#### TEXT PROVIDED:
+===+

Pedestrian Detection for Mobile Platforms

Project Goal

"Produce a deep network capable of detecting and localizing nearby, potentially occluded pedestrians under reasonable lighting conditions, that can be integrated into a mobile robot (eg. Tegra X1 chip)"

Compression Techniques

Knowledge Distillation

Train a large network as teacher model and transfer the knowledge to smaller student model [Hinton, 2015]

Model Confidence

Estimate teacher confidence by enable dropout at test time [Yarin Gal, 2015], and maximize the log-likehood of multivariate Gaussian distribution

Hint Layer

Increase the dimensionality of teacher's guidance by adding extra fully-connected layer to allow better representation of teacher output distribution

Hand-designed Features

Use Aggregate Channel Features [Dollar, 2014] as hand-designed feature to increse the student model complexity without introducing significant overhead

Results

Log-average miss rate on Caltech
(lower is better)
Models	Log-avg MR	Drop
Teacher	17.5%	0.0%
Student	24.5%	7.0%
Student+KD	24.8%	7.3%
Student+KD+Conf	23.7%	6.2%
Student+KD+Hint	23.1%	5.6%
Student+KD+Conf+Hint	22.4%	4.9%
Student+KD+ACF	25.2%	7.7%
Student+KD+ACF+Conf+Hint	23.4%	5.9%

Resource Usage
(Measured on Titan-X)
Models	Params	Memory	Speed
ResNet-200 (Teacher)	63 M	4.93 GB	24 ms
ResNet-18	11 M	612 MB	3 ms
ResNet-18-Thin	2.8 M	308 MB	3 ms
ResNet-18-Small	0.16 M	240 MB	3 ms

+===+

Rows from a point labeling set:
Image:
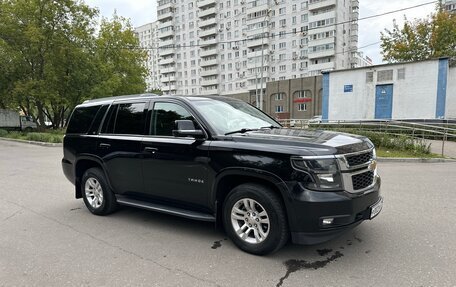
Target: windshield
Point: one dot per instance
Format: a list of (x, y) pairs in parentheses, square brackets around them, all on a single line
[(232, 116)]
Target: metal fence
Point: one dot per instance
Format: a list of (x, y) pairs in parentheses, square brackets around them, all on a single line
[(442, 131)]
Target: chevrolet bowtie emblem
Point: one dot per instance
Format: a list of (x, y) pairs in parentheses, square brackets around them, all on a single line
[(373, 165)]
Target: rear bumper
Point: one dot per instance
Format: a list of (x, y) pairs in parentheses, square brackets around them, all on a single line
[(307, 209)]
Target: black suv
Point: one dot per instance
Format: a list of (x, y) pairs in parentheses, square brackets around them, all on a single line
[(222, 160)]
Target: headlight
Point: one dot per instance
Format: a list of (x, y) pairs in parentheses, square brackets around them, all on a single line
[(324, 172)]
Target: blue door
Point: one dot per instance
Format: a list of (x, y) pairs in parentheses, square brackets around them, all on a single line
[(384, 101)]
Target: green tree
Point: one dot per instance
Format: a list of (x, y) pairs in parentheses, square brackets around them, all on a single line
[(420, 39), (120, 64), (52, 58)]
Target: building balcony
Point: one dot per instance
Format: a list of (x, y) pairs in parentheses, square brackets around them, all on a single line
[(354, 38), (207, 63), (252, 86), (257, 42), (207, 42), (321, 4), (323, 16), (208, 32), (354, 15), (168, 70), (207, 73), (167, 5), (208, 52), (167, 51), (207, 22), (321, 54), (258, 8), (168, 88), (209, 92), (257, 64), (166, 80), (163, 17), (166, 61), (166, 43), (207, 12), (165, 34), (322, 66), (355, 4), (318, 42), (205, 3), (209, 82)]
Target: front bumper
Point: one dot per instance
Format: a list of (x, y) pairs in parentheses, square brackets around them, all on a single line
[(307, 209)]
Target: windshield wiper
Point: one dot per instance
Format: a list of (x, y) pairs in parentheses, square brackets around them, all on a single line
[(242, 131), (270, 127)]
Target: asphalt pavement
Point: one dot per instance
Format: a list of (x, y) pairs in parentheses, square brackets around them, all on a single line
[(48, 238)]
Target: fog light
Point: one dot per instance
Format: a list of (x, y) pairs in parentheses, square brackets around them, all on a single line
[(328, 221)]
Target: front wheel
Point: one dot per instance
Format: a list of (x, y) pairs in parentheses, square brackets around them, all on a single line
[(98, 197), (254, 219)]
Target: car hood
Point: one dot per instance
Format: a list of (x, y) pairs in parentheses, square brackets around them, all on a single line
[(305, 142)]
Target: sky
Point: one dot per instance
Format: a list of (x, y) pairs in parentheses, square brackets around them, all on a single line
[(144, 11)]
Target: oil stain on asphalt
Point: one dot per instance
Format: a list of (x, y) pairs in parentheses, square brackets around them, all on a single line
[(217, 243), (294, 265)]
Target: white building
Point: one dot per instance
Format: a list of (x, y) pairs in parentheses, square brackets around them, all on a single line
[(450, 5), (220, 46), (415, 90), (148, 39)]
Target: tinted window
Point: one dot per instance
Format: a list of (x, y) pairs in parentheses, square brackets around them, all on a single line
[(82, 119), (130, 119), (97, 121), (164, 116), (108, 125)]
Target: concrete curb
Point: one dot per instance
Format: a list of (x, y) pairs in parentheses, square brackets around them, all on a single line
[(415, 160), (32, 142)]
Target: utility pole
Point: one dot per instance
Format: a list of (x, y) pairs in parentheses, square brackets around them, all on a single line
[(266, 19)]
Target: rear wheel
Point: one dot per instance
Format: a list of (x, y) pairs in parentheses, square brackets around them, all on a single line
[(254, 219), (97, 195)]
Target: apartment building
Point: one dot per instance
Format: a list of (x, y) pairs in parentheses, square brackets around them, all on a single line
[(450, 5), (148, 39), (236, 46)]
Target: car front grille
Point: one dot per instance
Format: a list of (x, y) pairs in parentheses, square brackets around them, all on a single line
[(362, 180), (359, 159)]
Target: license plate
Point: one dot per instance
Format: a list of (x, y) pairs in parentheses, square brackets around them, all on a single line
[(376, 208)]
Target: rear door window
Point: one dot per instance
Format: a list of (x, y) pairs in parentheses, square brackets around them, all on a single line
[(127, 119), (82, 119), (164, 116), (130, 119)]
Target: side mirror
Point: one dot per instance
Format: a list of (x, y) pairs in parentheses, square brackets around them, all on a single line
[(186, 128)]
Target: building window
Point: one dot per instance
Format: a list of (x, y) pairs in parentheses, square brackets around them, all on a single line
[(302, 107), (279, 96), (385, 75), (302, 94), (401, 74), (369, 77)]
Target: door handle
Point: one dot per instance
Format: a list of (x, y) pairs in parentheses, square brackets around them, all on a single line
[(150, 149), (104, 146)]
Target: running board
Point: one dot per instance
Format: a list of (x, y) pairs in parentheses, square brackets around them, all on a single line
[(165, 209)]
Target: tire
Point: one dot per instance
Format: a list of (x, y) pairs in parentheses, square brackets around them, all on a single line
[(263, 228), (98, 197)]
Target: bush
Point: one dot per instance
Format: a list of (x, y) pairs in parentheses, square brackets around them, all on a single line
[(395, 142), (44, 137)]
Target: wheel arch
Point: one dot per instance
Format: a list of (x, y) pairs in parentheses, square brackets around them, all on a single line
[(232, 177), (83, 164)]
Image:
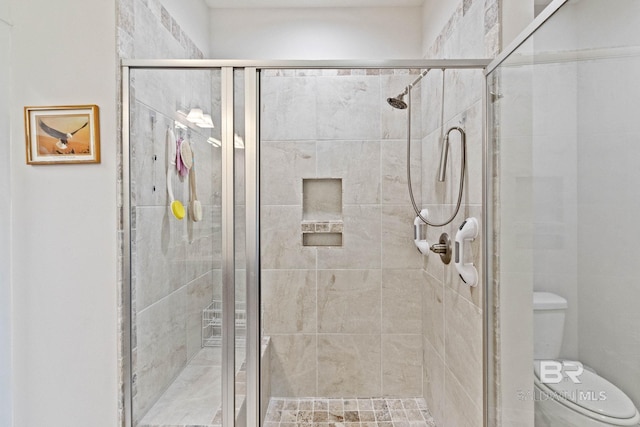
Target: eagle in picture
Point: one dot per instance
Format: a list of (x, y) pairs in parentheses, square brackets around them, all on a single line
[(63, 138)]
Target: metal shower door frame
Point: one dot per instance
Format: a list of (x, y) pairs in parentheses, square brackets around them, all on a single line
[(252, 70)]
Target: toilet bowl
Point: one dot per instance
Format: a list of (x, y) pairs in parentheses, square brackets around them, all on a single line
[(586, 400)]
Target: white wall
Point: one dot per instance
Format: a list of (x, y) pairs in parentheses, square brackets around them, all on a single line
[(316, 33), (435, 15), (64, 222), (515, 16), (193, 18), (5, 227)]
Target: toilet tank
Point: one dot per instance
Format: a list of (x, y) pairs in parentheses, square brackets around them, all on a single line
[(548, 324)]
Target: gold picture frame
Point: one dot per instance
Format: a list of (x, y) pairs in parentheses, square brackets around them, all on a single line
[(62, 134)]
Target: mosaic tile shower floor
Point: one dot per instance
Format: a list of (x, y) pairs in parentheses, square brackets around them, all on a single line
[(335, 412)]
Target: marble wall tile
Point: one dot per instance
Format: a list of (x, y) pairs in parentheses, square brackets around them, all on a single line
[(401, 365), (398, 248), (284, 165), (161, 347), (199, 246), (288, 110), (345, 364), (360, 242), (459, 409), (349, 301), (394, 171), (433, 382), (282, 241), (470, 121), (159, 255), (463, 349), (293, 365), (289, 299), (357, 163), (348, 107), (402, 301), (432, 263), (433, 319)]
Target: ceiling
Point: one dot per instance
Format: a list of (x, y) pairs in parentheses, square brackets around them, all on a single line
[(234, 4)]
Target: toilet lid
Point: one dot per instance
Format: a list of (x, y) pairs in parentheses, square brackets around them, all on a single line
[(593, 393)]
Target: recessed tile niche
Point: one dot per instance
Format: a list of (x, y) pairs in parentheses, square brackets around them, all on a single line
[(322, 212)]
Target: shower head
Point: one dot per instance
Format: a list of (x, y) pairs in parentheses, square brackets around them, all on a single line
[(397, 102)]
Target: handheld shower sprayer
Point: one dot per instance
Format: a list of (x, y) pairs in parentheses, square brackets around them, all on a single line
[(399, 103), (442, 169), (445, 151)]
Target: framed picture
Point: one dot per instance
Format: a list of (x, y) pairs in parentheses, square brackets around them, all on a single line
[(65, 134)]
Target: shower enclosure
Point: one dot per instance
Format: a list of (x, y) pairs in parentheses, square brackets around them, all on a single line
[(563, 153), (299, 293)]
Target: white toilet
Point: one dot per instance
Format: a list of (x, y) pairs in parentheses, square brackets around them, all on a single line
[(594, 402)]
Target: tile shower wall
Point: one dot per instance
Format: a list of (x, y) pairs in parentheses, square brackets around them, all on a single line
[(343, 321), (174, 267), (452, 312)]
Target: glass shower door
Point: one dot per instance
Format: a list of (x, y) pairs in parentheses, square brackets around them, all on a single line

+===+

#### WHAT YOU NEED TO DO:
1. Name every model listed in the Resource Usage table of the pedestrian detection page.
2. Render the rows as a numbered list, covering everything from the line containing "Target: rear door window" down to the line containing "[(186, 128)]", both included. Skip any blank lines.
The pedestrian detection page and the rows are two unrelated pieces of material.

#### ANSWERS FOR THE EXERCISE:
1. ResNet-200 (Teacher), ResNet-18, ResNet-18-Thin, ResNet-18-Small

2.
1. Target: rear door window
2. Point: one dot per instance
3. Format: a list of (x, y) pairs in parentheses, square brackets around them, all on a single line
4. [(127, 119), (82, 119), (164, 116), (130, 119)]
5. Target: side mirror
6. Point: one dot per instance
7. Format: a list of (x, y) pairs in parentheses, square brackets around them, all on a single line
8. [(186, 128)]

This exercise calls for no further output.